--- WHAT IS EXPECTED ---
Reproduce the listing below in full and exactly; no pictures belong in the copy.

▼▼▼

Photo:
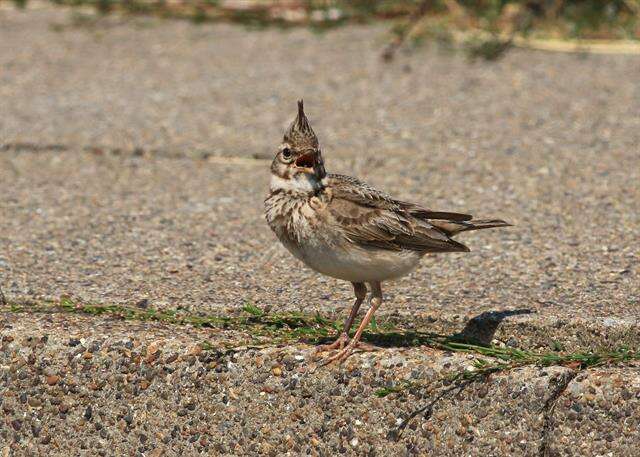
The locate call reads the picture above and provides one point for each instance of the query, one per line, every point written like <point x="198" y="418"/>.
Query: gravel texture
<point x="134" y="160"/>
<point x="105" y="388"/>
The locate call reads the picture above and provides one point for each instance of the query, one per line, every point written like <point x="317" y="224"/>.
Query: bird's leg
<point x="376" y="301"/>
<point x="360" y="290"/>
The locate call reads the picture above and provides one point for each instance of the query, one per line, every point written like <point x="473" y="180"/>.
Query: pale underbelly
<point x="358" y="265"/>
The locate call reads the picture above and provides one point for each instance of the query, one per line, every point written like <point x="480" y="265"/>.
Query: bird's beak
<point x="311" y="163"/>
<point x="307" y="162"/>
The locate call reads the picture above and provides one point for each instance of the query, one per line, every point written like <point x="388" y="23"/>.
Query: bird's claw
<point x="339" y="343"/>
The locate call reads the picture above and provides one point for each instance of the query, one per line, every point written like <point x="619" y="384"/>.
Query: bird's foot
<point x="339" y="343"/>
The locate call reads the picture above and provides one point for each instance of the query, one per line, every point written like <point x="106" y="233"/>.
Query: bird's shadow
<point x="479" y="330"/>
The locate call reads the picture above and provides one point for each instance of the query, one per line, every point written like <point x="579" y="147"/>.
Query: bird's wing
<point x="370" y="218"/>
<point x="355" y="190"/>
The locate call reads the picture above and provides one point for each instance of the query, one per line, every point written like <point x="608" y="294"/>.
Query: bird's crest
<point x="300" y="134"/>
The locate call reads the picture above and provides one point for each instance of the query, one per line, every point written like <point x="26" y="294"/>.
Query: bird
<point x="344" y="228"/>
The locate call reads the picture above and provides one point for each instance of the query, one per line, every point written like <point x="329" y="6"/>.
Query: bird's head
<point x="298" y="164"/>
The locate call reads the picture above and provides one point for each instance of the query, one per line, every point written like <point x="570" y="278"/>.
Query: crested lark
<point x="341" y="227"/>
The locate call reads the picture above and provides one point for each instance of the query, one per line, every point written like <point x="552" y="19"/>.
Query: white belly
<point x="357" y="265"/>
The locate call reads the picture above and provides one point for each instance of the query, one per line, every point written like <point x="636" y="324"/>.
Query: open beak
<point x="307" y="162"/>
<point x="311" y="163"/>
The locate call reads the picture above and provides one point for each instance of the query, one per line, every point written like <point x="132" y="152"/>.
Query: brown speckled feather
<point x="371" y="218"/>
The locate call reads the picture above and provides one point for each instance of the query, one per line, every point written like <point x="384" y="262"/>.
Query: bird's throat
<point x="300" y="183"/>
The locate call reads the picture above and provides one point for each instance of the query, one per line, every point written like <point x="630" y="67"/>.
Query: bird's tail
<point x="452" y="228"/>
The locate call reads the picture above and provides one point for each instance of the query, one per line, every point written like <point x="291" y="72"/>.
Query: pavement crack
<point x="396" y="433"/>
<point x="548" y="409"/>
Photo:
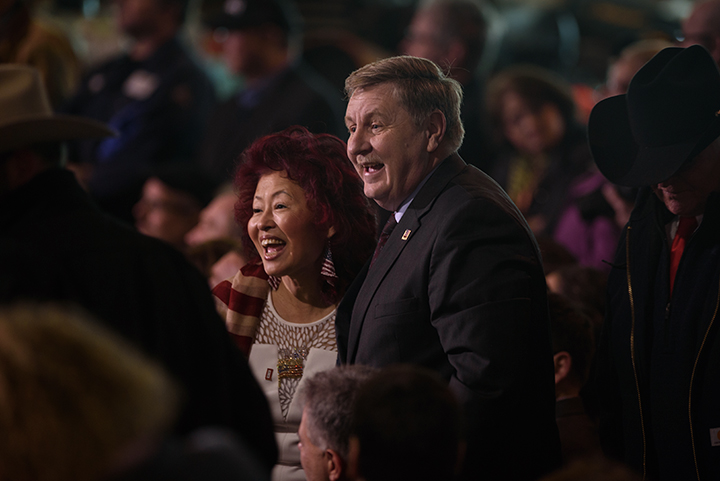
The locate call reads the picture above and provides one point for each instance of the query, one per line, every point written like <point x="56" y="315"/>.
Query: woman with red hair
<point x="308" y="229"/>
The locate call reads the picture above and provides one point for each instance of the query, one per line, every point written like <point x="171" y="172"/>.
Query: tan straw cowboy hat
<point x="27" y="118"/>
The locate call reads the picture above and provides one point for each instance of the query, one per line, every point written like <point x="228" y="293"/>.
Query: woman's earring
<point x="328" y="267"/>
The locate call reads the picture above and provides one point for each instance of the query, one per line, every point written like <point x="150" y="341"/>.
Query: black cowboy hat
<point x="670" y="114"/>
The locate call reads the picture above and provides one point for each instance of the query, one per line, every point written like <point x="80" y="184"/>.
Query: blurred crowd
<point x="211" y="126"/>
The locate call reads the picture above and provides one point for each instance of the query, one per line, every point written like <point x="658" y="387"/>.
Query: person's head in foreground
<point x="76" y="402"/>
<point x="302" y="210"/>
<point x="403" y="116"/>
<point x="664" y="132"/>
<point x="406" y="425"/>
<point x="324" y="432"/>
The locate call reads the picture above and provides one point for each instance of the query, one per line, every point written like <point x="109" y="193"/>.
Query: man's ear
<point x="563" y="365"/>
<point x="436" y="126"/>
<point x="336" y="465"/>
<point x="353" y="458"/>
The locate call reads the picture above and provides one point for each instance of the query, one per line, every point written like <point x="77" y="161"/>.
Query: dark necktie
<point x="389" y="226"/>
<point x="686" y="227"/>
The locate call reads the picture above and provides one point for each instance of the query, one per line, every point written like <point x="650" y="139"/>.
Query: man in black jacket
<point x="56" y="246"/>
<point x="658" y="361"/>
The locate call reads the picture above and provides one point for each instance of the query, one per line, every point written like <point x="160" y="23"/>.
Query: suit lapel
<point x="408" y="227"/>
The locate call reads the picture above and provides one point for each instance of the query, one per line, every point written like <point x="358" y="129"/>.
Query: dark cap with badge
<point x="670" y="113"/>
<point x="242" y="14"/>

▲▲▲

--- ANSWER SECTION ---
Photo:
The locate call reads the picture above and provides one point for each instance of the query, one per line, every point written like <point x="198" y="418"/>.
Query: gravel texture
<point x="134" y="160"/>
<point x="105" y="388"/>
The locate call reads the picture above and provides one point for each instance of the query, one per line, every point written like <point x="317" y="224"/>.
Query: bird's leg
<point x="376" y="301"/>
<point x="360" y="290"/>
The locate call reads the picture above and provides one point for each instance of the query, one per line, every point written like <point x="473" y="180"/>.
Query: pale underbelly
<point x="358" y="265"/>
The locate call reads the picture above and provides one point for each instance of the query, one per line, every point written like <point x="480" y="265"/>.
Query: bird's beak
<point x="311" y="163"/>
<point x="307" y="162"/>
The locate call reads the picture above and provides one point for each instance of the query, one per line, every point written like <point x="388" y="23"/>.
Query: bird's claw
<point x="339" y="343"/>
The locate call reads the picture above and provides one point for each instance of the query, one per line, every point written like <point x="619" y="384"/>.
Query: bird's foot
<point x="339" y="343"/>
The locate call reads the picture above and provides one point for each instance of the query, one per line, every point written like <point x="106" y="233"/>.
Query: bird's shadow
<point x="479" y="330"/>
The locate call reads the picture above and provides one point for each instance of the query, one per line, every point written like <point x="579" y="147"/>.
Query: bird's wing
<point x="370" y="218"/>
<point x="355" y="190"/>
The locate call reads the picture above and provides one point for each instance of the query, one per line, every point written like <point x="608" y="294"/>.
Query: bird's crest
<point x="300" y="134"/>
The locate call reads the picture above and provides one point for each instance of the query, one per line, every point written like <point x="26" y="294"/>.
Query: bird
<point x="344" y="228"/>
The locate call reads the picture above and provides one point for each instance of the query, one per line, every point written like <point x="329" y="6"/>.
Query: bird's head
<point x="298" y="164"/>
The locate call reads the picture above and provides one point for each instance of the query, one per line, every point written like <point x="570" y="278"/>.
Query: crested lark
<point x="341" y="227"/>
The locate call reads the picture above and provides one point for each instance of the query, one per line, every point written like <point x="552" y="19"/>.
Query: white belly
<point x="357" y="265"/>
The locate call reads the picture above and provides one point for each instance of the query, one per line, every point written like <point x="636" y="324"/>.
Query: open beak
<point x="307" y="162"/>
<point x="311" y="163"/>
The locate call reads the picture above and provides one point for each instance of the query, one per line, every point written like <point x="132" y="152"/>.
Query: brown speckled feather
<point x="371" y="218"/>
The locate call reads the picture above and provides one point for each instance of the query, one per line, every point written like <point x="384" y="262"/>.
Query: bird's throat
<point x="300" y="183"/>
The locate call reads the picture above and provides one point for each instance of the query, one per line, every point written like <point x="630" y="67"/>.
Query: bird's tail
<point x="452" y="228"/>
The locate call reads the picture above and provides one point for each instance of the query, one per line, every point written like <point x="291" y="72"/>.
Query: pavement crack
<point x="396" y="433"/>
<point x="548" y="409"/>
Photo:
The locate call reads the picture above and provides one point for each instance of the query, one per line, every point written like <point x="56" y="315"/>.
Query: woman with red hair
<point x="308" y="229"/>
The locate call reads the picture above and provides one point for each instance of the query, one per line, every point written like <point x="171" y="172"/>.
Query: tan straw cowboy hat
<point x="27" y="118"/>
The locate call reads the picture above and provides one point for each instance of the query, one per line, every point written like <point x="228" y="293"/>.
Query: woman's earring
<point x="328" y="267"/>
The locate call reads the picture above and provides one point for each instance of the query, one per line, every point written like <point x="150" y="341"/>.
Query: black cowboy hat
<point x="670" y="114"/>
The locate call reads the picture above and provides one point for each instance of the query, one per line, every point written like <point x="80" y="184"/>.
Query: blurred crowd
<point x="211" y="126"/>
The locate call reads the picture above and provides one point for each instance of the query, one per line, every point written like <point x="658" y="387"/>.
Query: person's head in foreground
<point x="76" y="402"/>
<point x="302" y="210"/>
<point x="403" y="116"/>
<point x="664" y="132"/>
<point x="406" y="425"/>
<point x="324" y="432"/>
The locate call reads the picture above and provides one point for each instance of the query, one per line, every point written like <point x="109" y="193"/>.
Query: man's ear
<point x="563" y="365"/>
<point x="436" y="126"/>
<point x="336" y="465"/>
<point x="353" y="458"/>
The locate call reads the picture above and provides one point for each instance of the query, one per line, every point written like <point x="77" y="161"/>.
Query: dark necktie
<point x="389" y="226"/>
<point x="686" y="227"/>
The locate call reads the picture above and provides one point for each instance of the query, one per line, every point written like <point x="650" y="139"/>.
Query: man in black jacket
<point x="56" y="246"/>
<point x="658" y="361"/>
The locate call reads the picture above and provides one point for each instance of the query, one per line, every point written like <point x="160" y="23"/>.
Query: suit lapel
<point x="408" y="227"/>
The locate call reads the picture above and provides one point for each instance of the query, one per line, every point written like <point x="358" y="129"/>.
Query: dark cap with badge
<point x="670" y="113"/>
<point x="242" y="14"/>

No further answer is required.